Records supplied =
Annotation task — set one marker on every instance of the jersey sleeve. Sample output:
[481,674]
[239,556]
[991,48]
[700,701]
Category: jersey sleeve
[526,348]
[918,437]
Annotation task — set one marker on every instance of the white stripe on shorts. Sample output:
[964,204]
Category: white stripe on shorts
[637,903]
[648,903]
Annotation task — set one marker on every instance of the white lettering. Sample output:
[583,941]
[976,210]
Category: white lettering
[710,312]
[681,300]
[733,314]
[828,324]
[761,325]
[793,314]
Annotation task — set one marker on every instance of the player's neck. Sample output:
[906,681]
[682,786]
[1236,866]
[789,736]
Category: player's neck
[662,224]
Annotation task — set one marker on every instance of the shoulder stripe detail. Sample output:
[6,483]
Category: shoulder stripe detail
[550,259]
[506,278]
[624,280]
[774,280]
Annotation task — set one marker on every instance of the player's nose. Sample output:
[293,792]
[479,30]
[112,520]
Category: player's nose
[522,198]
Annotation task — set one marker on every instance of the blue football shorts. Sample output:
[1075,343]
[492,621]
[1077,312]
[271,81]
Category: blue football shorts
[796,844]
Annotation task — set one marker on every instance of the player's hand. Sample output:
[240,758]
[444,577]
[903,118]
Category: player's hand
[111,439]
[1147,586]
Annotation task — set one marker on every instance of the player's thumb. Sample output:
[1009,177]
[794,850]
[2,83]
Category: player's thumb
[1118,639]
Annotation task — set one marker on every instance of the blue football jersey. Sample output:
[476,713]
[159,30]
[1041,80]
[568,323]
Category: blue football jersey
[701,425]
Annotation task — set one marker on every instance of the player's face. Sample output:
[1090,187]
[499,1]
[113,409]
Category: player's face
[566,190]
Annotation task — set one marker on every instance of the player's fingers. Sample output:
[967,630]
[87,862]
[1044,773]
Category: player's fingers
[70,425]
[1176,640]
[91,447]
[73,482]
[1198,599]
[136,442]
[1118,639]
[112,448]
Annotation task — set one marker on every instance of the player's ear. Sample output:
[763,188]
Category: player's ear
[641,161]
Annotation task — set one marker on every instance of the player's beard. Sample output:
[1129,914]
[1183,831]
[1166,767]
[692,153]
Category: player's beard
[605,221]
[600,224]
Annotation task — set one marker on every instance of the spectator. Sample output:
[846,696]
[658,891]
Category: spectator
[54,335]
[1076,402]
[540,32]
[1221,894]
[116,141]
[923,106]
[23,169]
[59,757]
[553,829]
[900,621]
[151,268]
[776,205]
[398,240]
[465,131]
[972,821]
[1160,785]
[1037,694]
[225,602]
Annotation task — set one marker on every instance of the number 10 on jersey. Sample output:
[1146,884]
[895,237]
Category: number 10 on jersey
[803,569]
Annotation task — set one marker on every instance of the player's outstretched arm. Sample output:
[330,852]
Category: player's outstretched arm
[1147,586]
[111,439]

Task = Please rewrite everything from the line containing "the player's outstretched" down to the end of the material, swapping "outstretched" for "extended" and leaving the rest untouched.

Written response =
Annotation task — set one marker on every instance of the player's extended arm. Sample output:
[330,852]
Category: player's extended arm
[1147,586]
[111,439]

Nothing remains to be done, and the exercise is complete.